··· Provided data

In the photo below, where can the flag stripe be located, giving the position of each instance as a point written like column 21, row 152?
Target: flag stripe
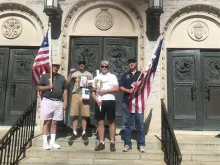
column 141, row 92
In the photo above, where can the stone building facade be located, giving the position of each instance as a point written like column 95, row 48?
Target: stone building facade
column 188, row 25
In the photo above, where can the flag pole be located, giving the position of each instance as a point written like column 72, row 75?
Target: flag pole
column 50, row 49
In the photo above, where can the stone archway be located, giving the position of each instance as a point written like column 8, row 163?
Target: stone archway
column 74, row 21
column 28, row 30
column 191, row 36
column 21, row 33
column 198, row 12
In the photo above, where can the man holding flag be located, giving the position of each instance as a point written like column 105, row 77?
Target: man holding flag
column 139, row 91
column 127, row 82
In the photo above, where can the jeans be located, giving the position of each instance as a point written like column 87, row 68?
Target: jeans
column 139, row 120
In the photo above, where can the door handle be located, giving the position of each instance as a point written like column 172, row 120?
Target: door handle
column 208, row 96
column 13, row 87
column 193, row 93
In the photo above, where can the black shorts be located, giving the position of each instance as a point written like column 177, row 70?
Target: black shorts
column 108, row 107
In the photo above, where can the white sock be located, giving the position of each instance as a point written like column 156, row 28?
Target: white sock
column 52, row 138
column 45, row 139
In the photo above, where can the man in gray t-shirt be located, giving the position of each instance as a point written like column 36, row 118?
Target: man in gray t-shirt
column 79, row 105
column 52, row 105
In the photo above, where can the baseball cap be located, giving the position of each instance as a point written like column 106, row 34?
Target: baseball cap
column 132, row 60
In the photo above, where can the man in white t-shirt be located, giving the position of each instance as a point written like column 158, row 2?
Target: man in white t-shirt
column 105, row 85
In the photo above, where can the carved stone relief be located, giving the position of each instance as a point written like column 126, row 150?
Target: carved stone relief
column 89, row 54
column 23, row 65
column 184, row 70
column 178, row 16
column 212, row 70
column 104, row 20
column 107, row 22
column 198, row 31
column 117, row 56
column 11, row 28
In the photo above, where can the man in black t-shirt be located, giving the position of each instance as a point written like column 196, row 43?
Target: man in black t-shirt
column 127, row 82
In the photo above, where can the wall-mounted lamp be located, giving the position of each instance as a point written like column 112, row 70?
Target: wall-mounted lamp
column 51, row 8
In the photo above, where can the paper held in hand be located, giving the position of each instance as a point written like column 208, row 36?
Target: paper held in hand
column 85, row 94
column 83, row 81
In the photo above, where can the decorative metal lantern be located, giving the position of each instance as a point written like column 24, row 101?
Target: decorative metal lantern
column 51, row 7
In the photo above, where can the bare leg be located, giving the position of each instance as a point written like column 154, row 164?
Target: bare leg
column 53, row 128
column 112, row 130
column 45, row 128
column 101, row 130
column 75, row 123
column 84, row 123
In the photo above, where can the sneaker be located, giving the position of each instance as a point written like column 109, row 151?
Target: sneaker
column 55, row 145
column 71, row 139
column 46, row 146
column 126, row 148
column 142, row 149
column 100, row 147
column 112, row 147
column 85, row 138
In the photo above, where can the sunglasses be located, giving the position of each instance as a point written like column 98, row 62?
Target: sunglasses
column 104, row 66
column 81, row 63
column 129, row 62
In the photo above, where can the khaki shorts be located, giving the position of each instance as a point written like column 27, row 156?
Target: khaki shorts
column 79, row 106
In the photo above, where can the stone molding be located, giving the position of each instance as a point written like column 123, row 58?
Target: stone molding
column 198, row 10
column 82, row 5
column 14, row 9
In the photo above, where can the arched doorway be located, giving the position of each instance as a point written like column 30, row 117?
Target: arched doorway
column 103, row 31
column 20, row 38
column 193, row 74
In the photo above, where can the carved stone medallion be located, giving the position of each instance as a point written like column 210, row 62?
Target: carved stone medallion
column 104, row 20
column 11, row 28
column 198, row 31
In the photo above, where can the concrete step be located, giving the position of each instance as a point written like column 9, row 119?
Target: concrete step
column 198, row 163
column 88, row 153
column 85, row 161
column 151, row 143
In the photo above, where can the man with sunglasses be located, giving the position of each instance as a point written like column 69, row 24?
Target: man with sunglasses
column 105, row 85
column 126, row 85
column 54, row 102
column 79, row 106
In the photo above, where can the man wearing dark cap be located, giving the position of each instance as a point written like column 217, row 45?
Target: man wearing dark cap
column 79, row 105
column 126, row 85
column 54, row 102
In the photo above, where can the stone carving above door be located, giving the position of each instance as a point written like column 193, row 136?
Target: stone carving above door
column 198, row 30
column 11, row 28
column 104, row 20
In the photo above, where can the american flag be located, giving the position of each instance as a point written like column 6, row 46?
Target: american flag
column 140, row 94
column 41, row 61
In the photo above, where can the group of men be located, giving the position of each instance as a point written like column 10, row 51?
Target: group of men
column 104, row 87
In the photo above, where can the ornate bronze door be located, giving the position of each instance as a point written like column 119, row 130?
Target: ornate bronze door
column 211, row 62
column 116, row 50
column 193, row 89
column 20, row 90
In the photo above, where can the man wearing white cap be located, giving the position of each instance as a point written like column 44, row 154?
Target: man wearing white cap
column 105, row 85
column 53, row 103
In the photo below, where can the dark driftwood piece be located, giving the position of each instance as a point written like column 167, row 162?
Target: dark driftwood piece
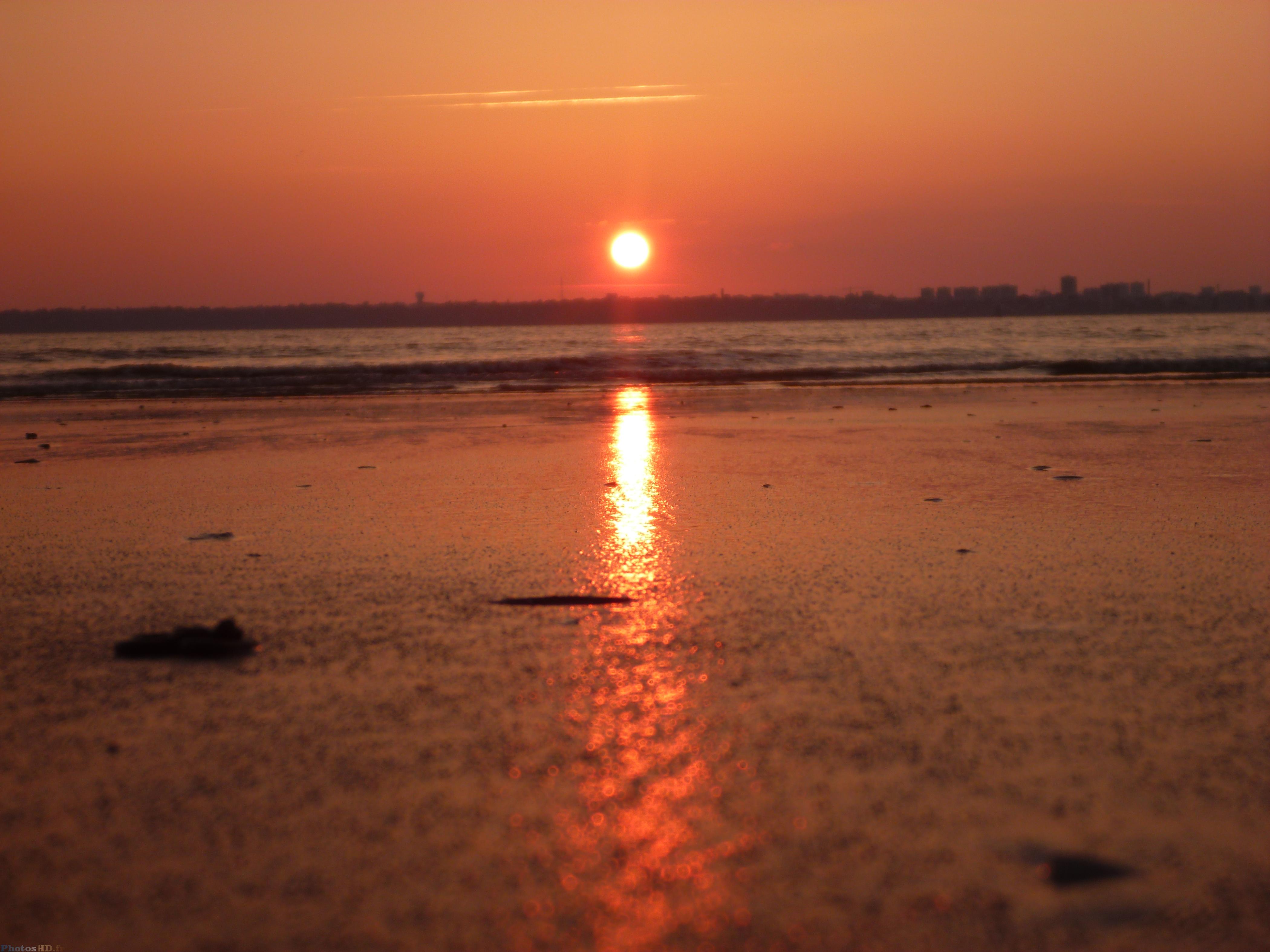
column 226, row 640
column 567, row 601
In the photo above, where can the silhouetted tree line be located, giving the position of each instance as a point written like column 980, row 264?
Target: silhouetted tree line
column 605, row 310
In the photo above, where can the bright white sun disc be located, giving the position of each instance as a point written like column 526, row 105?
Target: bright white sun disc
column 629, row 249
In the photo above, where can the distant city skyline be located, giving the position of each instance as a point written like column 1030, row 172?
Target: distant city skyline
column 256, row 154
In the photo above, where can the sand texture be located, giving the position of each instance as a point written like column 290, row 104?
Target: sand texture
column 820, row 725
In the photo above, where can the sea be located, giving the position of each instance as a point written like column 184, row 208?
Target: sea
column 422, row 360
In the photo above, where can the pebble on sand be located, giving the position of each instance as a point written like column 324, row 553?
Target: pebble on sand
column 226, row 640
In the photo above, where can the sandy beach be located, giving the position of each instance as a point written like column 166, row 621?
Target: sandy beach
column 875, row 664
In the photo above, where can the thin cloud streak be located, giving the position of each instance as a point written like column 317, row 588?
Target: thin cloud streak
column 496, row 93
column 582, row 101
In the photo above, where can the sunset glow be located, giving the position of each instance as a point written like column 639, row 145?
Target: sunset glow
column 271, row 153
column 629, row 249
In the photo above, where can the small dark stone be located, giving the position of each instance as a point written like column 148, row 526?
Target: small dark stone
column 226, row 640
column 567, row 601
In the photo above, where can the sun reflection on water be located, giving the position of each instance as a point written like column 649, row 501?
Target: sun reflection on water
column 643, row 855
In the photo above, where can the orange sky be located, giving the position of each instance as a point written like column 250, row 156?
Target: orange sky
column 275, row 153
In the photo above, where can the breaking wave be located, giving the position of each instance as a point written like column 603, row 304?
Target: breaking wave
column 685, row 367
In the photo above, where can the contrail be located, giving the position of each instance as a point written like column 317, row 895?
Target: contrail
column 577, row 101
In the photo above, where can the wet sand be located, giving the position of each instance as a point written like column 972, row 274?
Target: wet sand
column 818, row 725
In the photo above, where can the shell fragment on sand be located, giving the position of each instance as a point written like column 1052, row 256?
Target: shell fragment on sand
column 226, row 640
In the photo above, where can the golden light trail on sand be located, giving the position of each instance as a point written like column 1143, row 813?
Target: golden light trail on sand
column 644, row 859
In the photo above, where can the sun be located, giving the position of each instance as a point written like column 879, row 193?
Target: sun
column 629, row 249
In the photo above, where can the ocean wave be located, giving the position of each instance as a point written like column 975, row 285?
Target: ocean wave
column 154, row 379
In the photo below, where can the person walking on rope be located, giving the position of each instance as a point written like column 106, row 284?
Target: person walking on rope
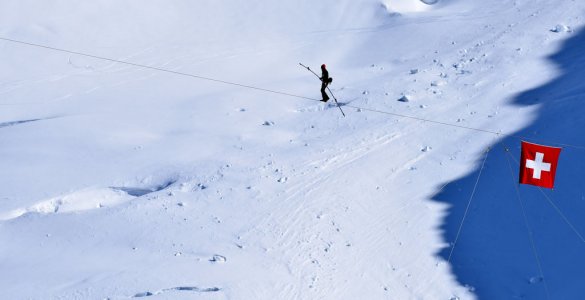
column 325, row 81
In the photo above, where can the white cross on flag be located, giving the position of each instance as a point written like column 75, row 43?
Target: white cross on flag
column 538, row 164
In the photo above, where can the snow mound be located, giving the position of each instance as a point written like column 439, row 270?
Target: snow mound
column 408, row 6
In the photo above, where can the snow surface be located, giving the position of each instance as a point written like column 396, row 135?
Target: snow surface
column 122, row 182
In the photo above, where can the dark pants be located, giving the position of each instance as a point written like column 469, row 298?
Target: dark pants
column 323, row 93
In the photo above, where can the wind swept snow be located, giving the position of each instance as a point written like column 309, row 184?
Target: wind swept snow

······

Would you copy, exactly, each line from the start of the listing above through the line with "In the photo above, where can the white sock", both ends included, but none of the pictures?

▶ [Answer below]
In the photo below, where can the flag stripe be located, giving the position of each instance as a point written like column 21, row 152?
Target: flag stripe
column 141, row 92
In the photo above, where can the stone building facade be located, giving the position of each instance as a point written like column 95, row 48?
Target: stone building facade
column 188, row 25
In the photo above, where can the flag pole be located, giving the position of each instance as a point written like column 72, row 75?
Target: flag pole
column 50, row 49
In the photo above, where can the stone archway be located, giving the position of each instance as a point written like column 8, row 163?
Target: stone archway
column 74, row 21
column 28, row 30
column 191, row 36
column 21, row 33
column 198, row 12
In the photo above, where can the man holding flag be located, giving the position of each instance as a point written like column 105, row 77?
Target: man holding flag
column 139, row 91
column 127, row 82
In the photo above, where can the jeans be located, giving the position of each instance as a point written like column 87, row 68?
Target: jeans
column 139, row 120
In the photo above, where can the door handle be located, giving the position of each instance as a point written like column 172, row 120?
Target: door handle
column 208, row 96
column 13, row 87
column 193, row 93
In the photo above, where can the black shorts be located, giving the position of each instance as a point written like column 177, row 70?
Target: black shorts
column 108, row 107
In the photo above, where can the white sock be located, giving the position of each instance as a point written like column 156, row 28?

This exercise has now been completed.